Labeled-object pointing entries:
>> BEGIN
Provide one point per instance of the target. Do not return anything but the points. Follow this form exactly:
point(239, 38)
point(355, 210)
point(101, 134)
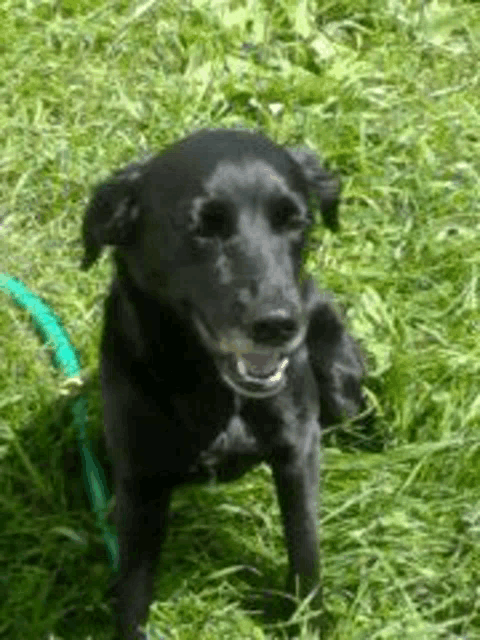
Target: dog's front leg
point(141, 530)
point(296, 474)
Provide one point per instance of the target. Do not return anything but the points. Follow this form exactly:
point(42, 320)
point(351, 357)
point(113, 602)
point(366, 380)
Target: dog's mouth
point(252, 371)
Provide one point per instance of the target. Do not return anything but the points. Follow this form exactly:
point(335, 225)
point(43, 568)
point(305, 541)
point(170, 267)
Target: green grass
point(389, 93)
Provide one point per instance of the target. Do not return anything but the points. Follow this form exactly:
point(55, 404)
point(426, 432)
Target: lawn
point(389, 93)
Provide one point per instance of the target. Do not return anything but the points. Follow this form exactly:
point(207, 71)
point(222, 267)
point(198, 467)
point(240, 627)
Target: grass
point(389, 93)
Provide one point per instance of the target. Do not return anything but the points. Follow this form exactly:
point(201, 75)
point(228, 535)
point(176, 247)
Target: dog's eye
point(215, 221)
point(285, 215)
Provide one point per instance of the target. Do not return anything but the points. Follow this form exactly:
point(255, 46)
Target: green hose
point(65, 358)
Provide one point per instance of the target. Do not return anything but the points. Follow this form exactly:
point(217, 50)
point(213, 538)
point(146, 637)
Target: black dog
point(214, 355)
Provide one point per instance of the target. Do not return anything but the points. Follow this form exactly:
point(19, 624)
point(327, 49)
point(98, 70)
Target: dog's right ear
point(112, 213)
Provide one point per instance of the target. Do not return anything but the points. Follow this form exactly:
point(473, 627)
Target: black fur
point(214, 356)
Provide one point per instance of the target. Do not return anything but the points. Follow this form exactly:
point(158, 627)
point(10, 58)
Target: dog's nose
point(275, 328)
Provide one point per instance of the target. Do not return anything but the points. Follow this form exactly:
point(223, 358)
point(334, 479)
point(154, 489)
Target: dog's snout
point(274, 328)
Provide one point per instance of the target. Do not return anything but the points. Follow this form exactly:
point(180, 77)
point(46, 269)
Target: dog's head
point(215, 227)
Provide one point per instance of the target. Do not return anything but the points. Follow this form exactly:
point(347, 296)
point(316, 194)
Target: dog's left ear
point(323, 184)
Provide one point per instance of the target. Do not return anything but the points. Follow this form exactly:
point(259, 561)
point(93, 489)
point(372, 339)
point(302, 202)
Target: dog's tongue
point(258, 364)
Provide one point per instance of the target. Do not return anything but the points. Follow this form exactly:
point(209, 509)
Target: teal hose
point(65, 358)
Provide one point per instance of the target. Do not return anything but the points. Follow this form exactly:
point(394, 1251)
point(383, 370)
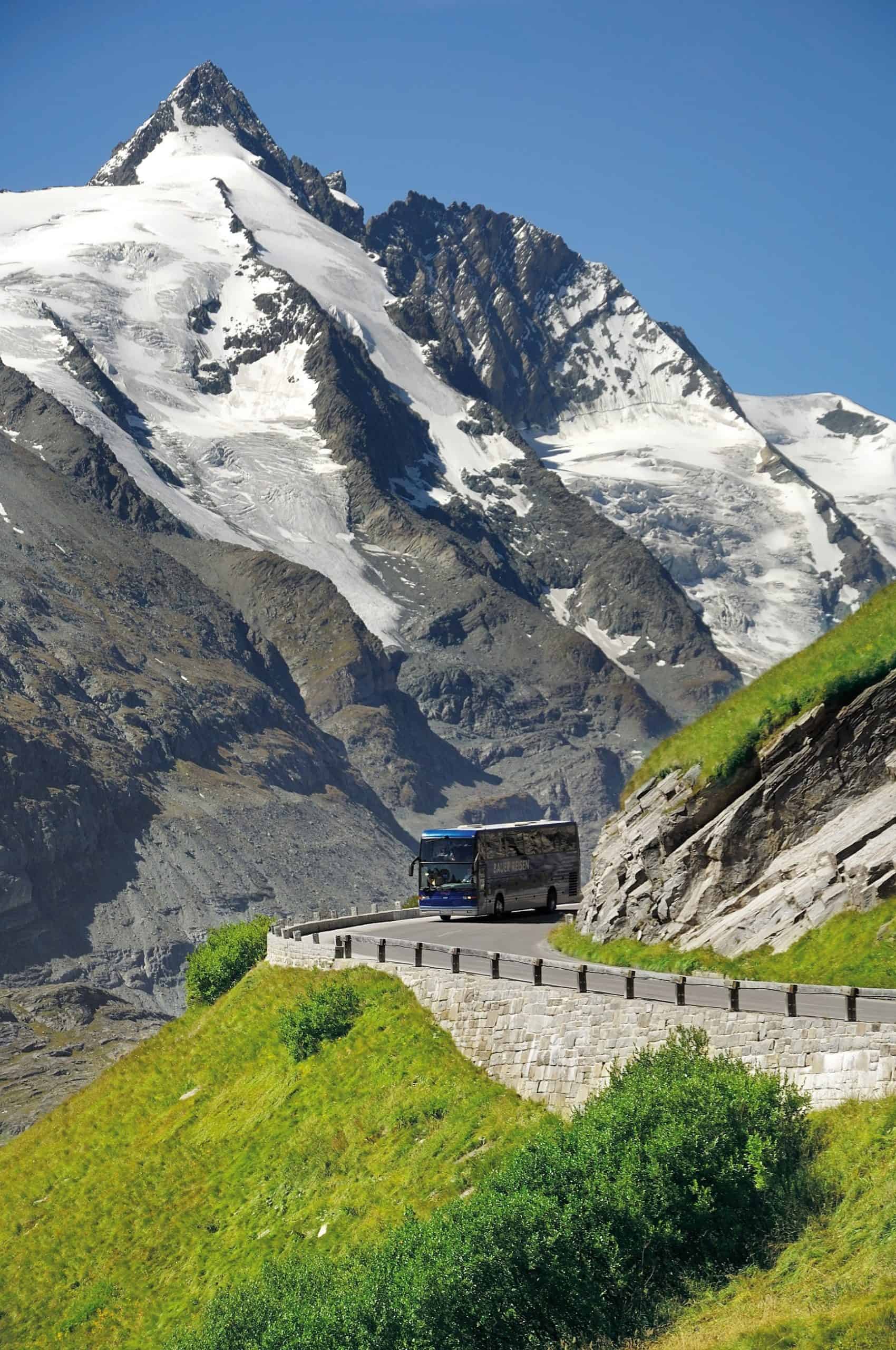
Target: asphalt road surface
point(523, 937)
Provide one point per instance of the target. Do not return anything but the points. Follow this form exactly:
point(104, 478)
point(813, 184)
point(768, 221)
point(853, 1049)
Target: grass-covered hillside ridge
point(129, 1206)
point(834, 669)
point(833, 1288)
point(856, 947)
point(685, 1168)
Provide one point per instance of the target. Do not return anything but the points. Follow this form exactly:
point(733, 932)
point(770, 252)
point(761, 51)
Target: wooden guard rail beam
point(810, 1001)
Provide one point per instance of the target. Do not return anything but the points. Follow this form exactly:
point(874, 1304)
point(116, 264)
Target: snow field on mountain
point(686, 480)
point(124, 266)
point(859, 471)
>> END
Task description: Copy each line of the records precisely and drop any images they hold.

Task output:
Provide one point per instance of the target. Do not return anything but the points. Follow this form exactly:
point(239, 38)
point(355, 210)
point(101, 134)
Target: dog's front leg
point(141, 530)
point(296, 474)
Provide one point per instance of the target. Do not return anything but the points. Follow this form exactly:
point(42, 320)
point(351, 357)
point(113, 602)
point(366, 380)
Target: dog's mouth
point(252, 371)
Provide one point per instance of the target. Do not return anything but the points. Follow this form exactly:
point(335, 225)
point(43, 568)
point(305, 541)
point(170, 267)
Target: green grass
point(389, 93)
Provide one point per instance of the target. Do not return anything but the points. Follow this form exactly:
point(55, 404)
point(426, 432)
Target: lawn
point(389, 93)
Provide one point per instance of the target. Do not return anything but the points. Follow this form exactly:
point(207, 71)
point(222, 267)
point(198, 467)
point(240, 627)
Target: grass
point(389, 93)
Provide one point per instance of the target. Do not return anything but the points. Follow this form exactly:
point(201, 75)
point(228, 535)
point(176, 247)
Target: dog's eye
point(215, 221)
point(285, 215)
Provide one point per instance of the target. Do not return anything but the points. Follow this form exactly:
point(255, 46)
Target: green hose
point(65, 358)
Provide one point per instance of the target. Do not return anything but the points. Follow this form exactly:
point(217, 50)
point(213, 538)
point(146, 637)
Target: black dog
point(214, 355)
Provide one point per instance of the target. Do not return anything but the points. Follow this form exactly:
point(19, 624)
point(327, 49)
point(98, 70)
Target: dog's right ear
point(112, 213)
Provide one point per instance of the target. Do not return anything but the points. Follow this form exactly:
point(473, 627)
Target: black fur
point(214, 356)
Provide one point per instance of the target. Do not return anything but the points. Follow this form exactly:
point(158, 627)
point(10, 58)
Target: dog's nose
point(275, 328)
Provide one point per instance of the target. Do not return anything but the points. Follow this form exactly:
point(223, 358)
point(334, 479)
point(154, 489)
Target: dog's snout
point(274, 328)
Provide one point per instance of the target. Do not return anything but the points. Follow this form exactly:
point(180, 77)
point(46, 269)
Target: dog's head
point(215, 227)
Provide one point per instance of the target. Do not return anything but the points. Follow this form exactly:
point(347, 296)
point(316, 194)
Target: dog's left ear
point(323, 184)
Provide one point per instance of the target. Do not return anything but the points. Follow this form exactly:
point(259, 561)
point(93, 489)
point(372, 339)
point(302, 202)
Target: dog's tongue
point(258, 364)
Provide one point per instance of the target. Do not return anything but the points. Follow this form exactly:
point(209, 509)
Target: teal hose
point(65, 358)
Provide one point per instance of the target. Do not return anything but the points. Follow this form exactly:
point(394, 1251)
point(383, 370)
Target: asphalt road surface
point(523, 937)
Provide one point per instance of the target. Do not return anything but the points. Follow this form exactly:
point(104, 478)
point(813, 184)
point(768, 221)
point(853, 1049)
Target: grass-covered hillside ridge
point(129, 1206)
point(834, 669)
point(833, 1288)
point(856, 947)
point(685, 1168)
Provide one point per instance of the target. Do not return anything but the points. Follow this form exactly:
point(733, 932)
point(770, 252)
point(761, 51)
Target: wooden guard rail beam
point(810, 1001)
Provide one point per instance of the target. Do not return anything but the points. Follow this form exactly:
point(874, 1304)
point(116, 264)
Target: snow field on mountain
point(686, 480)
point(124, 266)
point(859, 471)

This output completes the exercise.